Study text -
=== Begin Enclosure ===
In 2015, Chang’s group identified close to 100 proteins that either bound to Xist or that bound to those proteins, collectively enabling this molecule to lay anchor along gene-specifying regions of the X chromosome.

Inspecting this Xist “parts list,” Chang realized that many of Xist’s collaborator proteins were known to be associated with autoimmune disorders. Might the RNA-protein-DNA complexes generated in the course of X-chromosome inactivation be triggering the notoriously high rate of autoimmunity in women compared with men? That question was the impetus for the new study.

What if males made Xist?

To eliminate possible competing causes such as female hormonal action or aberrant protein production by the supposedly silenced second X chromosome, the researchers tossed the Xist ball into the male court. They sewed the gene for Xist into the genomes of two different strains of male lab mice. One strain is quite susceptible to autoimmune symptoms mimicking lupus, with females more susceptible than males. The other is resistant to it.

The inserted Xist gene had been modified in two ways. It could be turned on or off by chemical means, pumping out Xist only when the scientists wanted it to. The Xist gene was also tweaked slightly so that its RNA product would no longer silence the genes of the male mouse’s chromosome into which it was stitched.

Merely inserting that modified Xist gene had no noticeable effect on the mice. But the Xist produced from the inserted gene, once that gene was activated, still formed characteristic complexes with almost all the proteins found earlier to be collaborating closely with Xist.

Now, the scientists could ask: Is a bioengineered male mouse that’s been coaxed to produce Xist more prone to autoimmunity than a normal male mouse, which never produces it, or than a male in whom the gene for Xist has been inserted but not activated?

By injecting an irritant known to induce a lupus-like autoimmune condition in the susceptible mouse strain, the investigators could compare its effect on males who made Xist with its effect on normal males, who made none.

In these susceptible mice, males in which the Xist gene was activated developed lupus-like autoimmunity at a rate approaching that of females — and considerably more so than non-bioengineered males.

The absence of autoimmunity in some female or Xist-activated male mice in the susceptible strain showed that not just activation of Xist but also some kind of tissue-damaging stress (caused, in this case, by injection of the irritant) is required to get the autoimmunity ball rolling.
=== End Enclosure ===
Records provided -
=== Begin Enclosure ===
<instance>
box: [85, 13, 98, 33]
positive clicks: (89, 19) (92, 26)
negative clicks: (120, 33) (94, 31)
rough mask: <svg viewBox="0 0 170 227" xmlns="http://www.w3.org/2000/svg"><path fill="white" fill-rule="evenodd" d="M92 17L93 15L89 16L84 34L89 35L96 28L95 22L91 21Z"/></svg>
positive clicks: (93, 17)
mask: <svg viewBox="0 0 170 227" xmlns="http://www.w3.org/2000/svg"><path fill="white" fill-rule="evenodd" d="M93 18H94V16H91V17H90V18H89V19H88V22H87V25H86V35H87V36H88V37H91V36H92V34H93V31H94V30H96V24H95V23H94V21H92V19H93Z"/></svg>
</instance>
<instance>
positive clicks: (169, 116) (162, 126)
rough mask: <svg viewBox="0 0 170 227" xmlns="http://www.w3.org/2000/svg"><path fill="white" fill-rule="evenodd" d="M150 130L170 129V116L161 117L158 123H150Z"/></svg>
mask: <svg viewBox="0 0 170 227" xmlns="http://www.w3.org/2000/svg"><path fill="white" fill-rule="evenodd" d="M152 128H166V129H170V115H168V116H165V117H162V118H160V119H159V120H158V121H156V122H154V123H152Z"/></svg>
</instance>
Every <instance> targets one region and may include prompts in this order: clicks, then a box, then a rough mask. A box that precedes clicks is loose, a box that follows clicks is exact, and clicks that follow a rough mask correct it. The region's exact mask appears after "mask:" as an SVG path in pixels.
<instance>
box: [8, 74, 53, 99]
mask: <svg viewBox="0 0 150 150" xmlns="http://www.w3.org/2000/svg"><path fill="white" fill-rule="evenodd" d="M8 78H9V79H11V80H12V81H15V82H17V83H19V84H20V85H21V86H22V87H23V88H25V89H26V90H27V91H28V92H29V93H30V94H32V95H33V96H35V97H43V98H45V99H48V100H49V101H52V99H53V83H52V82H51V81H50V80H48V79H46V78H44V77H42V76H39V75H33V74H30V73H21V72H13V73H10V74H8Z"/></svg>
=== End Enclosure ===
Problems and tasks -
a) In the Xist text, why did the researchers put the Xist gene into male mice? Answer in one to three sentences.
b) Copy the passage of the Xist text starting with "By injecting an" and going on through "who made none.".
The rows stand on their own and are not part of the Xist text.

Responses for each task -
a) They put the gene into male mice to rule out other possible causes. Those causes include female hormonal action and aberrant protein production by the supposedly silenced second X chromosome.

b)
By injecting an irritant known to induce a lupus-like autoimmune condition in the susceptible mouse strain, the investigators could compare its effect on males who made Xist with its effect on normal males, who made none.